Named object pointing entries:
════════════════
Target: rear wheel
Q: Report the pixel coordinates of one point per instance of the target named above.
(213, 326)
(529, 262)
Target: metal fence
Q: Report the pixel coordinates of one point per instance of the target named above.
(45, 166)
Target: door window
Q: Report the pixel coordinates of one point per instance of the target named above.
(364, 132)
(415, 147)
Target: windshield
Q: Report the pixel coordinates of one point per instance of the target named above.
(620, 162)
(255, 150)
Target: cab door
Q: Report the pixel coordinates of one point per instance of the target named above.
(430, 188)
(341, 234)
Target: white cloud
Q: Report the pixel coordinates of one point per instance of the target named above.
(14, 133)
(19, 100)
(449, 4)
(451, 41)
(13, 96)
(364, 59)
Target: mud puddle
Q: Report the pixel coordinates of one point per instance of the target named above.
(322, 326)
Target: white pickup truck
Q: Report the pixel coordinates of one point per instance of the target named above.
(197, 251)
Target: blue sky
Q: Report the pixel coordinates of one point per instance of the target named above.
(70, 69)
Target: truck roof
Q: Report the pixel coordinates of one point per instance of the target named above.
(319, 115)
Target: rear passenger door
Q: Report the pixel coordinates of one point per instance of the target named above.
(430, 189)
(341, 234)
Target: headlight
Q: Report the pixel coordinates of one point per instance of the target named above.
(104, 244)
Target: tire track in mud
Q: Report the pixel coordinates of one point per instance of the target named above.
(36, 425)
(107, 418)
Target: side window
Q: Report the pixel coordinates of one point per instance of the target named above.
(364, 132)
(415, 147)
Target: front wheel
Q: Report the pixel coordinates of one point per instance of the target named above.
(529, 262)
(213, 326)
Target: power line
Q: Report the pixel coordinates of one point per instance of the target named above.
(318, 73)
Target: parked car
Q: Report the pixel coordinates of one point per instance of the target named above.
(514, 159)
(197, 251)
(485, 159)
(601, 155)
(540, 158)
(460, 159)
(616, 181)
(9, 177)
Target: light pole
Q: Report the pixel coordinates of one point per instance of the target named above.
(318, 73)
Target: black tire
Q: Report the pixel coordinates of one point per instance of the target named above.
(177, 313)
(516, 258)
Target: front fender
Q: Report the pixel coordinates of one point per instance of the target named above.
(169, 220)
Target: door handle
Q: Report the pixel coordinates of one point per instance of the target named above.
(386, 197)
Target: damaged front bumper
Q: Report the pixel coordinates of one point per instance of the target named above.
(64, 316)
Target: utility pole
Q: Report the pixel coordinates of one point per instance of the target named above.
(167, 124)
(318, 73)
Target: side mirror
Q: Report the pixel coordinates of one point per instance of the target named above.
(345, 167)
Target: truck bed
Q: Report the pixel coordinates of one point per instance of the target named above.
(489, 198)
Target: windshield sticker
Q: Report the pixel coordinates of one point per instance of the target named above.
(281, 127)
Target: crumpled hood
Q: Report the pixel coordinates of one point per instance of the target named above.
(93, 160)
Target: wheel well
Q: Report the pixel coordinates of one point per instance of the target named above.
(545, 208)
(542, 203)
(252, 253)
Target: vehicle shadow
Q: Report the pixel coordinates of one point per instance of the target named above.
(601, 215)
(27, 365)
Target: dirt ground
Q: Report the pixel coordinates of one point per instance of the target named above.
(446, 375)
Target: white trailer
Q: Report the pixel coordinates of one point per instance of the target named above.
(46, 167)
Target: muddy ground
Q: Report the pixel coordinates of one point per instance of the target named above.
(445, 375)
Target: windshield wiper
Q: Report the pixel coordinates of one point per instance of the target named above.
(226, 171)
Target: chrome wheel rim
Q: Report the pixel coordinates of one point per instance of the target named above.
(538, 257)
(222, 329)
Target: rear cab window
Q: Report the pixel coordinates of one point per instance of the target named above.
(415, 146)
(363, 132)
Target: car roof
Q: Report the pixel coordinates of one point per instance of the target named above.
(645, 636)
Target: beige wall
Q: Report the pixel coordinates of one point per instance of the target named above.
════════════════
◆ **Problem to work on**
From the line holding "Target: side mirror" to the last line of the records, quote each line exactly and add nothing.

◆ **Full response**
Target: side mirror
Q: Report the pixel coordinates of one point per instance of the target named above.
(345, 167)
Target: truck bed
Q: Report the pixel coordinates of one point per instance of the target named above.
(489, 198)
Target: windshield sticker
Q: Report the pixel coordinates of one point per instance of the target named above.
(281, 127)
Target: crumpled hood
Q: Report the pixel coordinates of one point per instance of the target named above.
(93, 160)
Target: wheel well
Q: Report the pixel coordinates of one point per instance of the target named above.
(545, 208)
(542, 203)
(252, 253)
Target: vehicle shadow
Q: Report the pixel coordinates of one point per instance of the target named above.
(601, 215)
(27, 365)
Target: dirt ground
Q: Report the pixel coordinates of one point per instance of the target named above.
(446, 375)
Target: white trailer
Q: Report the pixel coordinates of one point per instance of the target named above.
(46, 167)
Target: muddy ground
Q: Report the pixel coordinates of one point per instance of the target named above.
(445, 375)
Target: windshield wiper
Q: Report the pixel coordinates of one point per instance of the target named above.
(226, 171)
Target: chrome wheel rim
Q: Report the pixel coordinates of one point per instance of the target named above.
(538, 257)
(222, 329)
Target: rear cab window
Q: Report the pixel coordinates of one point per instance of the target named above.
(415, 146)
(363, 132)
Target: car roof
Q: Report the pixel coordinates of one point per instance of the target named above.
(645, 636)
Target: beige wall
Q: Report the pixel coordinates of one point per instance of the target named above.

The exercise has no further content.